(Stated goal 1) In the rows, take the stretch from the start through the line containing "(1005, 474)", and write it out again in full, keeping each request as it stands but offsetting every coordinate number in the answers by -43.

Let's cook with our recipes!

CHICKEN CORN BLACK BEAN SOUP



Chicken Corn Black Bean Soup image

This was so delicious. I couldn't get over how quick and easy it was with such a well blended flavor. My husband tried to go back for a 3rd bowl but I put it up so we could have leftovers for the next day. If you like it a little thicker, stir a couple tablespoons of cornstarch into cold water and whisk into boiling soup for a couple minutes to thicken. Personally, the sour cream, cheese and chips thickened it enough for me. Hubby went back for seconds so he ate it too quick to even notice. Top with blue corn tortilla chips, sour cream, and shredded Mexican-style cheese.

Provided by Stacy

Categories     Soups, Stews and Chili Recipes     Soup Recipes     Beans and Peas     Black Bean Soup Recipes

Time 35m

Yield 6

Number Of Ingredients 12

1 cooked rotisserie chicken, shredded
32 ounces chicken broth
16 ounces restaurant-style salsa (such as Pace®)

(Position identification rows)

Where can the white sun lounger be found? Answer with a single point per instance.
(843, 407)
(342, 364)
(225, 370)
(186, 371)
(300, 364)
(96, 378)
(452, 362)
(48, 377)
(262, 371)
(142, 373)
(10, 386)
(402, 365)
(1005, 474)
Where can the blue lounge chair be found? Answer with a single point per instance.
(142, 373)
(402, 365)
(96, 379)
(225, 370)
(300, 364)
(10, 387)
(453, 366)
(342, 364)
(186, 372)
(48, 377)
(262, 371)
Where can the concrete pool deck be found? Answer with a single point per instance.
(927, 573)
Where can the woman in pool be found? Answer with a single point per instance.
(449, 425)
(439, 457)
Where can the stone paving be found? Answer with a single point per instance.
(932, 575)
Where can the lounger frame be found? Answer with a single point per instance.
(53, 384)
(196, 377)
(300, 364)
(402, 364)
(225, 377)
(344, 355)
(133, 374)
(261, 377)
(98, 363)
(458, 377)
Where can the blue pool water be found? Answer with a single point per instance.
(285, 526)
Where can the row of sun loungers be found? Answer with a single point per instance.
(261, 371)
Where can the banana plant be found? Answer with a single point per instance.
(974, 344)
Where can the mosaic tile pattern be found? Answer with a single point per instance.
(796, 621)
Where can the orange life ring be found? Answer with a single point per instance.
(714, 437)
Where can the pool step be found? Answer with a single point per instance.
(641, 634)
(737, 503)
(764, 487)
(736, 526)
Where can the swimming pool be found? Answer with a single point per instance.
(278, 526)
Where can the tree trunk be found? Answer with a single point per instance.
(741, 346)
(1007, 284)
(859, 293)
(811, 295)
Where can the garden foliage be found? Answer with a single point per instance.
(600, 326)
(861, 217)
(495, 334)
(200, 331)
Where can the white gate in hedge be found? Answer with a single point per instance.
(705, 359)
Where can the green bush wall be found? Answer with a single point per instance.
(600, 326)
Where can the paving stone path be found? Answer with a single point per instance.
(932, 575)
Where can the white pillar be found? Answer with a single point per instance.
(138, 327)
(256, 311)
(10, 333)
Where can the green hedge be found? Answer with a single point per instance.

(Stated goal 2) Write out the stretch of the soup recipe page from "Provided by Stacy" through "(such as Pace®)" word for word.

(Task response 1)
Where can the white sun lounger be found? Answer with a single point per instance.
(800, 364)
(299, 321)
(182, 327)
(143, 328)
(257, 321)
(53, 335)
(409, 319)
(5, 334)
(219, 328)
(99, 330)
(-33, 343)
(359, 322)
(962, 431)

(Task response 2)
Provided by Stacy

Categories     Soups, Stews and Chili Recipes     Soup Recipes     Beans and Peas     Black Bean Soup Recipes

Time 35m

Yield 6

Number Of Ingredients 12

1 cooked rotisserie chicken, shredded
32 ounces chicken broth
16 ounces restaurant-style salsa (such as Pace®)